*What the exercise asks*. In the records that follow, the lines from the one containing "Provide the mask of every instance of the cow's nostril" to the one containing "Target: cow's nostril", inclusive, are to be given again exactly.

- - - -

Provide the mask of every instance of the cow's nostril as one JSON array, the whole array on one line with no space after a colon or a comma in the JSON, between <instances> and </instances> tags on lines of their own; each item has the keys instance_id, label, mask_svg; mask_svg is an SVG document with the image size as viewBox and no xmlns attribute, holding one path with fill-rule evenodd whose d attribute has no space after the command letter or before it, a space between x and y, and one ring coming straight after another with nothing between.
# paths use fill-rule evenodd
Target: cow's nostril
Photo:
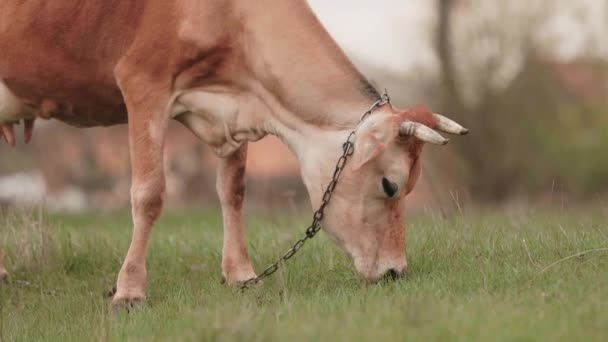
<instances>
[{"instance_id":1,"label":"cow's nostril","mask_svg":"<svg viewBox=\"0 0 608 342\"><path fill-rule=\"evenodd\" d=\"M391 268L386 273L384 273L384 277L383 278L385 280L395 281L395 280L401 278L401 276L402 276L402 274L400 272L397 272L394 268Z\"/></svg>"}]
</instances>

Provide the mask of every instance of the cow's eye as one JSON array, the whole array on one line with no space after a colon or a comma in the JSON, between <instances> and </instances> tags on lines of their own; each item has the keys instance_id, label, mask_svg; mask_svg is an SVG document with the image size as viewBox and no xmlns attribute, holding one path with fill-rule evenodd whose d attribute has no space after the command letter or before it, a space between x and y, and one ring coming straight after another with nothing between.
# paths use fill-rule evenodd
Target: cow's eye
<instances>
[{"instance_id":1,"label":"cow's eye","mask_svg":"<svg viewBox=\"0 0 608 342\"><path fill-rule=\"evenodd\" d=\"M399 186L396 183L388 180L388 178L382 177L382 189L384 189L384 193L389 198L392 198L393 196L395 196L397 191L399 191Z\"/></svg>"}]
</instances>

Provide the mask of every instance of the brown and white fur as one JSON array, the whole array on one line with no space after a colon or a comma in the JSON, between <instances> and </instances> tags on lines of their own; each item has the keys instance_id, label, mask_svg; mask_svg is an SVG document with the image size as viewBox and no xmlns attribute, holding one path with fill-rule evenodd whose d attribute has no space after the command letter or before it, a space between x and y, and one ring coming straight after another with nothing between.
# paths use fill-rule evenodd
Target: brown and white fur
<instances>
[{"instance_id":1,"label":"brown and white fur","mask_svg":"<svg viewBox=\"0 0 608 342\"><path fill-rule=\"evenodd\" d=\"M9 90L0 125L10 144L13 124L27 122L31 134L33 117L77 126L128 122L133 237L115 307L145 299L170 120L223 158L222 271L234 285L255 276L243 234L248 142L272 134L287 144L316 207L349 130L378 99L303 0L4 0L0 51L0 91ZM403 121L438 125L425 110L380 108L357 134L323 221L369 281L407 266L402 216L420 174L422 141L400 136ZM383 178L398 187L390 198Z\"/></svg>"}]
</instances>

- - - -

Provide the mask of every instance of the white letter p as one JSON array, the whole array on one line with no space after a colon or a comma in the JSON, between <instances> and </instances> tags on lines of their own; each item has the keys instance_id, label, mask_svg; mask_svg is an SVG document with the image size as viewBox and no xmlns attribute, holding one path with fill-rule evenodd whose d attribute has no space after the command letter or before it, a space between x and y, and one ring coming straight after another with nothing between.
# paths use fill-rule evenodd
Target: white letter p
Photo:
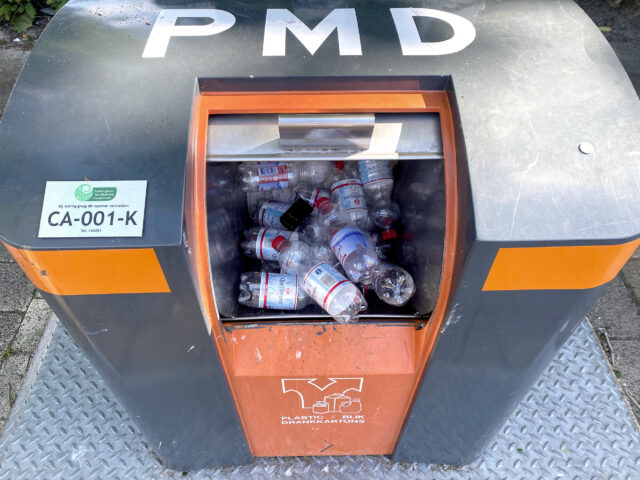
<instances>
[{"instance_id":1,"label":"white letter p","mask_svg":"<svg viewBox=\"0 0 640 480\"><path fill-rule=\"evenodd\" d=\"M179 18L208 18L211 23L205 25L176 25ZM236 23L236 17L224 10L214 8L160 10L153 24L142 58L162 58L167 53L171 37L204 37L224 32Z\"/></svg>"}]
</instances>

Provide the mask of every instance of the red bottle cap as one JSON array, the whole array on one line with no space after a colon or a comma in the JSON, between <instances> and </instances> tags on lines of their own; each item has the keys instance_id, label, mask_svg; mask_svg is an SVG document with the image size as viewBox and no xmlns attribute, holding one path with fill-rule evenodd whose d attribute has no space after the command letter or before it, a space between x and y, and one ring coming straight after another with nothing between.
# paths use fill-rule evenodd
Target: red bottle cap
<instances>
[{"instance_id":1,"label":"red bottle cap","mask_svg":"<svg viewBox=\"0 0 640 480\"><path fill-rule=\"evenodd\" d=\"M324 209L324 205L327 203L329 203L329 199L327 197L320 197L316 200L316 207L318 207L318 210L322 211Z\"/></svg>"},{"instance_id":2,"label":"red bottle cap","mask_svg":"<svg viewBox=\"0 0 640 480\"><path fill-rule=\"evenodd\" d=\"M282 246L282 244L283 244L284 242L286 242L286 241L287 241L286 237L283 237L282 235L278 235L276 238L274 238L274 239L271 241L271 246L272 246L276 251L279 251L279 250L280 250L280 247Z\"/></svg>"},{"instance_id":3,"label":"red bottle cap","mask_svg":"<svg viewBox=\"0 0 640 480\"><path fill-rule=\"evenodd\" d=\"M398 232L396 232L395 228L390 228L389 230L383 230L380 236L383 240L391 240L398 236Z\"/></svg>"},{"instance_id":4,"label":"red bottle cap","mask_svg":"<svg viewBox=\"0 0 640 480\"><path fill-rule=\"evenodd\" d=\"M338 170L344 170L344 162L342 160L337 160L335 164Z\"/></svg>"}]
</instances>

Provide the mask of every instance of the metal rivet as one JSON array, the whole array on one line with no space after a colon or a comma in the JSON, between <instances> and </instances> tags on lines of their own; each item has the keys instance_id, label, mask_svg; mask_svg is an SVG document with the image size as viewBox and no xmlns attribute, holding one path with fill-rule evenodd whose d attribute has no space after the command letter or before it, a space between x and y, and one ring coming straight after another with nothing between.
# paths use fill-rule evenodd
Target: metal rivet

- - - -

*Answer section*.
Provide the mask of every instance of the cow's nostril as one JSON array, the whole array on one line with no space after a colon or a comma in the JSON, between <instances> and </instances> tags on lines of their own; each item has the keys instance_id, label, mask_svg; mask_svg is an SVG document with the image size as viewBox and no xmlns attribute, holding one path with fill-rule evenodd whose d attribute has no space after the command letter or before it, a space between x and y, and one ring coming straight after another with nothing between.
# paths use fill-rule evenodd
Target: cow's nostril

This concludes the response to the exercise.